* [本文]:
一般的には患者さんと接する機会はなく、我々臨床医が提出した検体を顕微鏡でチェックしてくれる先生方です。

今日はそんな病理に関連したお話をしたいと思います。

今日の結論としては、病理とは診断や治療をする上で非常に重要な分野であり、我々臨床医からは切っても切り離せないものである、ということです。


こんな人は必読

・病理ってなに?と思っている人
・病院の中の世界に興味を持っている人
・医師だけでなく医療従事者を志す人
・がんに興味がある人


病理医ってどんな先生?

そもそも病理学ってなんですか?ですよね。

ある大学のHPから引用すると
病理学とは、病気になった原因を探り、病気になった患者の身体に生じている変化が、どのようなものであるかを研究する学問分野です。

どうやったらそんなことができるのか?

人体の構造を細胞レベルで理解し、正常と異常を見分けるのです。

細胞レベルで理解。。
途方もない話ですが、病理医の先生方は日々顕微鏡と向き合い、患者さんの身体で起きている些細な変化を見逃しません。

病理医の先生方は、一般的には患者さんと接する機会はありません。
我々臨床医が検査を依頼し、それを病理学的に解析しフィードバックしてくれます。

特に、私のように『がん』を扱う臨床医にとっては切っても切り離せない存在です。
この領域は、病理医の先生方の活躍なくして成り立ちません。

『フラジャイル』という漫画を知っていますか?
医師を主役にした漫画は多数ありますが、大半は内科医や外科医です。

元データの行:
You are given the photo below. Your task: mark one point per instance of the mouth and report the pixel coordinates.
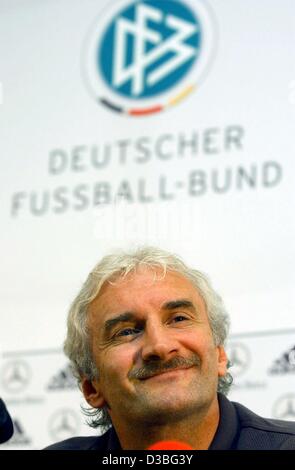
(168, 373)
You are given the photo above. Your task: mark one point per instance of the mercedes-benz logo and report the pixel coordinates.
(284, 407)
(239, 357)
(15, 376)
(64, 424)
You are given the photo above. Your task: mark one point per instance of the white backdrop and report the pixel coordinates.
(211, 178)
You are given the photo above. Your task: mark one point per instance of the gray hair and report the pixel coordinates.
(77, 344)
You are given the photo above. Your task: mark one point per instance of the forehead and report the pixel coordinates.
(141, 289)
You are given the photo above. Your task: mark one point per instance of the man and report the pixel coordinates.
(146, 338)
(6, 424)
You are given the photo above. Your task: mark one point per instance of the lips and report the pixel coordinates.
(165, 372)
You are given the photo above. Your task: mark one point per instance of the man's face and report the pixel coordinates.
(153, 348)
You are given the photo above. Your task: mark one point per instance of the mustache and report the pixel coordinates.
(157, 367)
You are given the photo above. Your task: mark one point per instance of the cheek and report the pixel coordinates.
(115, 364)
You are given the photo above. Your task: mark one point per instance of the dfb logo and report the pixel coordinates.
(141, 57)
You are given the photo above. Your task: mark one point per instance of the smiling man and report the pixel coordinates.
(146, 338)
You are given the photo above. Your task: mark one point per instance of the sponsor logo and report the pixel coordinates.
(141, 57)
(284, 407)
(64, 424)
(284, 364)
(63, 380)
(20, 437)
(239, 357)
(15, 376)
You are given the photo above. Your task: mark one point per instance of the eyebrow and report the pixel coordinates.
(131, 316)
(179, 303)
(123, 317)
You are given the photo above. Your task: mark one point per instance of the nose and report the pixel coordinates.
(159, 344)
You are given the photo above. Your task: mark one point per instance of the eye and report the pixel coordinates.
(179, 318)
(128, 332)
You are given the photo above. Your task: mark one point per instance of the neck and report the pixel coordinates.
(196, 431)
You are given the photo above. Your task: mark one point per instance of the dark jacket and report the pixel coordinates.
(238, 429)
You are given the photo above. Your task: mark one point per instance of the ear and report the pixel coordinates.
(92, 393)
(221, 361)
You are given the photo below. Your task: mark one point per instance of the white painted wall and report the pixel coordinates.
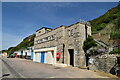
(19, 52)
(48, 57)
(37, 57)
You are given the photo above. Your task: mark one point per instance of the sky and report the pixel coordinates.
(21, 19)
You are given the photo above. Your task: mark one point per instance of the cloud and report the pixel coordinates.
(9, 40)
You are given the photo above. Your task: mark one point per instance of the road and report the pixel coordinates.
(21, 68)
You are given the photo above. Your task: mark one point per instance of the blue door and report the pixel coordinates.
(32, 54)
(42, 57)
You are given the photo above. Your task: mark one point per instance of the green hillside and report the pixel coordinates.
(107, 26)
(112, 16)
(27, 42)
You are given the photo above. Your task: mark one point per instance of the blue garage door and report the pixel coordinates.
(42, 57)
(32, 54)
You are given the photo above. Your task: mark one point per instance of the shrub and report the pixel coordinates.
(115, 35)
(115, 51)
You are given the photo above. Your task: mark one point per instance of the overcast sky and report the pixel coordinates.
(22, 19)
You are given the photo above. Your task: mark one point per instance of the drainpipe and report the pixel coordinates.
(63, 53)
(86, 30)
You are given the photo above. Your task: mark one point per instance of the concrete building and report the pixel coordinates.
(25, 53)
(61, 45)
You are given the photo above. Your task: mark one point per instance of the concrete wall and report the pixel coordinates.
(67, 37)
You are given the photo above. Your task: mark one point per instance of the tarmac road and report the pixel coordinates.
(21, 68)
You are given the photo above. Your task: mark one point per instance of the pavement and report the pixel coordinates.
(22, 68)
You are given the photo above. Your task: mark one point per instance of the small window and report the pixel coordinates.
(39, 31)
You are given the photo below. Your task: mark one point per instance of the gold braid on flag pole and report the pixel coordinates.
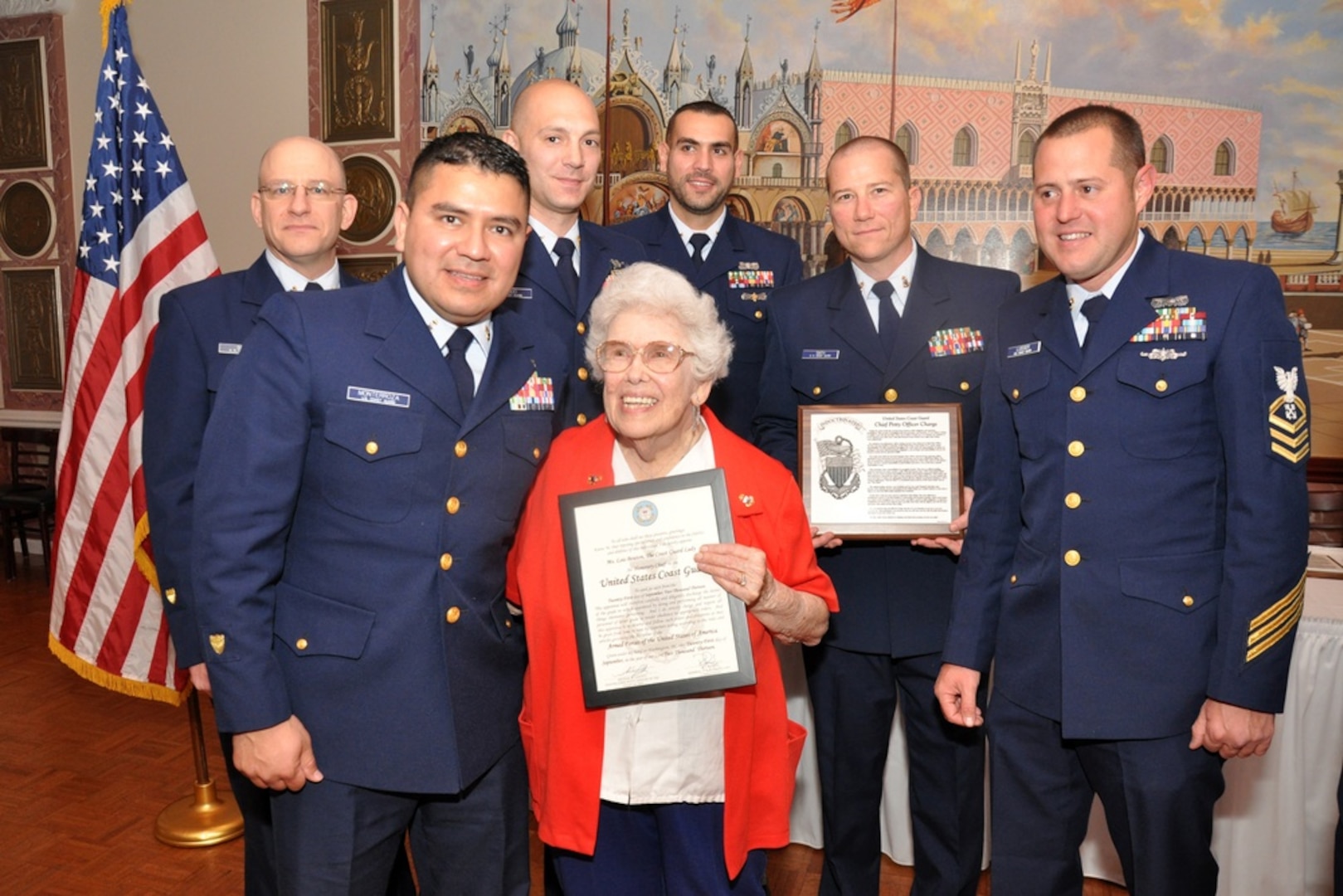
(105, 11)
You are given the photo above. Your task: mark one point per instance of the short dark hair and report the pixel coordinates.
(485, 152)
(864, 143)
(703, 108)
(1130, 151)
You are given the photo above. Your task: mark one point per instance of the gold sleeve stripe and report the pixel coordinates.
(1276, 622)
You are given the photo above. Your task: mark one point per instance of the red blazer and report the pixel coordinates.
(564, 740)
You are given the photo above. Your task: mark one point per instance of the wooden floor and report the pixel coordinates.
(85, 772)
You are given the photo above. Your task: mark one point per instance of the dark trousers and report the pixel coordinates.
(338, 839)
(1158, 798)
(665, 850)
(854, 699)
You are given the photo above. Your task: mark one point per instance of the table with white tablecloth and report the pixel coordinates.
(1273, 830)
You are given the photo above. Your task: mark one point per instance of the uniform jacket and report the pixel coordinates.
(744, 266)
(564, 740)
(542, 295)
(352, 531)
(1138, 539)
(201, 329)
(824, 349)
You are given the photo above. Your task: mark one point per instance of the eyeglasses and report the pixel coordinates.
(316, 191)
(659, 358)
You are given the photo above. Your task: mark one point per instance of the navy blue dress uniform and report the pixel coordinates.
(202, 328)
(542, 295)
(895, 598)
(743, 268)
(352, 525)
(1136, 544)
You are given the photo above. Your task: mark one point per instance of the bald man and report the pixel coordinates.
(299, 206)
(567, 260)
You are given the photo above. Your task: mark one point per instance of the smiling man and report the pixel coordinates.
(895, 325)
(299, 206)
(737, 262)
(1135, 562)
(567, 260)
(359, 486)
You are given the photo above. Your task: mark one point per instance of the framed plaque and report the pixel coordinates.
(649, 624)
(881, 470)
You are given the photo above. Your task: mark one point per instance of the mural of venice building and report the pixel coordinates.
(969, 143)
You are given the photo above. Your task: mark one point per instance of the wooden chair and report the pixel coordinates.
(32, 494)
(1326, 508)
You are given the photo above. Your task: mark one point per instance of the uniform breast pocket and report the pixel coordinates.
(1025, 382)
(368, 460)
(1171, 411)
(525, 438)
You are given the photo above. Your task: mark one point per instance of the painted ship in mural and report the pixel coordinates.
(1295, 212)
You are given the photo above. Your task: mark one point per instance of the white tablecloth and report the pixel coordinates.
(1273, 830)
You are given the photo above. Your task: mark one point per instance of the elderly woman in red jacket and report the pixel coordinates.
(684, 794)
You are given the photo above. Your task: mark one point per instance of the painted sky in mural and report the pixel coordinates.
(1282, 58)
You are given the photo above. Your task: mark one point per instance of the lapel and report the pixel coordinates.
(1130, 308)
(926, 312)
(1056, 331)
(849, 317)
(260, 284)
(538, 273)
(407, 349)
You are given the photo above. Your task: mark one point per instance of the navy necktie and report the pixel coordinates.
(462, 377)
(888, 321)
(698, 242)
(1092, 309)
(564, 268)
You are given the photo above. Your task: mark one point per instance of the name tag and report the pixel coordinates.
(377, 397)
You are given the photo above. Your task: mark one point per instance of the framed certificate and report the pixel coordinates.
(649, 624)
(880, 470)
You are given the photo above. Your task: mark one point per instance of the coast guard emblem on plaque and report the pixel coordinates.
(1290, 437)
(839, 466)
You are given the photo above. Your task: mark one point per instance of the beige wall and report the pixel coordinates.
(230, 78)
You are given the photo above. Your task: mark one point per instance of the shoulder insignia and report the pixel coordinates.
(1276, 622)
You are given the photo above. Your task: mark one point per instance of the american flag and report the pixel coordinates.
(141, 236)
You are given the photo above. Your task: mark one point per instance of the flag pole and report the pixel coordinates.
(207, 817)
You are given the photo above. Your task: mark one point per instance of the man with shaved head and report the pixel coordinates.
(299, 206)
(567, 260)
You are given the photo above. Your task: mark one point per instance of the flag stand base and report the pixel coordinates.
(204, 818)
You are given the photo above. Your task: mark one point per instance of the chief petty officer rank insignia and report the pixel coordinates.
(1288, 430)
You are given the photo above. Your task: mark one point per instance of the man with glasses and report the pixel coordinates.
(301, 206)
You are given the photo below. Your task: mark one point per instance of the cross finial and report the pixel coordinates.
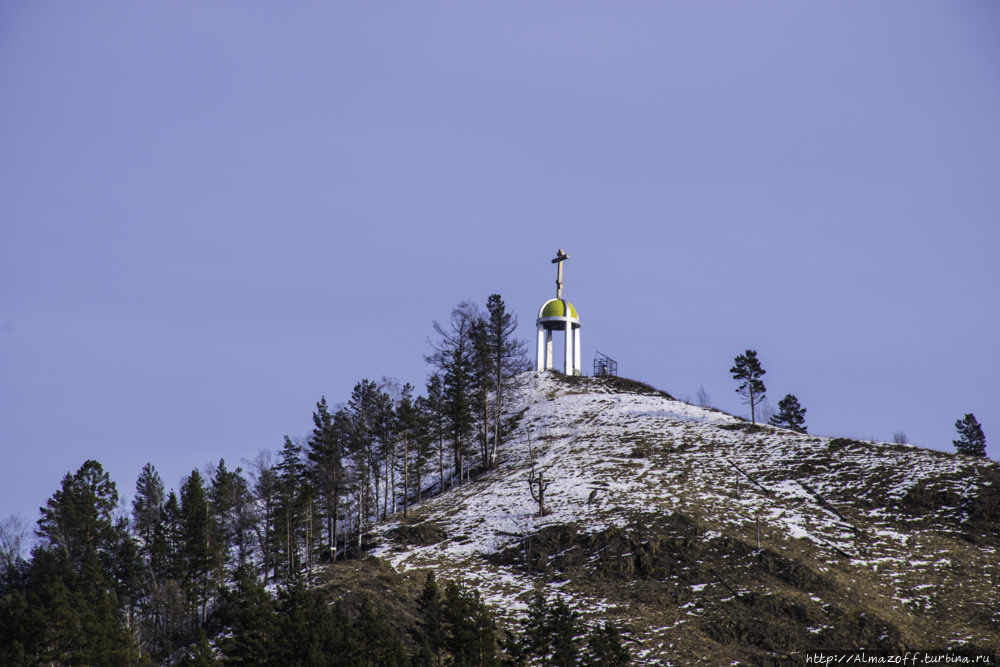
(560, 258)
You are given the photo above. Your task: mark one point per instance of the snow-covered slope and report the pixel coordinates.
(654, 509)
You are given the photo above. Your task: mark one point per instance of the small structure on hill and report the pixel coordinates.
(558, 315)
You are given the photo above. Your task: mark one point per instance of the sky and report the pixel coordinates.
(214, 214)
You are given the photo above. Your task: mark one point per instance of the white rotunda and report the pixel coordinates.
(558, 315)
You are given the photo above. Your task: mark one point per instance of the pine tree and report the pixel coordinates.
(202, 654)
(77, 518)
(790, 415)
(437, 421)
(378, 642)
(250, 613)
(549, 632)
(430, 626)
(147, 517)
(453, 359)
(199, 552)
(971, 440)
(605, 649)
(411, 428)
(470, 635)
(327, 448)
(482, 360)
(748, 372)
(291, 510)
(508, 360)
(363, 421)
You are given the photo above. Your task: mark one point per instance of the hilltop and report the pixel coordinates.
(860, 544)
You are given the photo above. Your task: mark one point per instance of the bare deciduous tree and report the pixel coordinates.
(537, 485)
(703, 398)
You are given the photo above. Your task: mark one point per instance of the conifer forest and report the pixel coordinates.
(222, 571)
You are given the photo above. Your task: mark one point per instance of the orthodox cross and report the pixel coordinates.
(560, 258)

* [練習問題]: 病理についての文章の「今日の結論としては、病理とは」から「そもそも病理学ってなんですか?ですよね。」まで(両端を含む)を、「興味」を「関心」に置き換えて書き直してください。

* [解答例]:
今日の結論としては、病理とは診断や治療をする上で非常に重要な分野であり、我々臨床医からは切っても切り離せないものである、ということです。


こんな人は必読

・病理ってなに?と思っている人
・病院の中の世界に関心を持っている人
・医師だけでなく医療従事者を志す人
・がんに関心がある人


病理医ってどんな先生?

そもそも病理学ってなんですか?ですよね。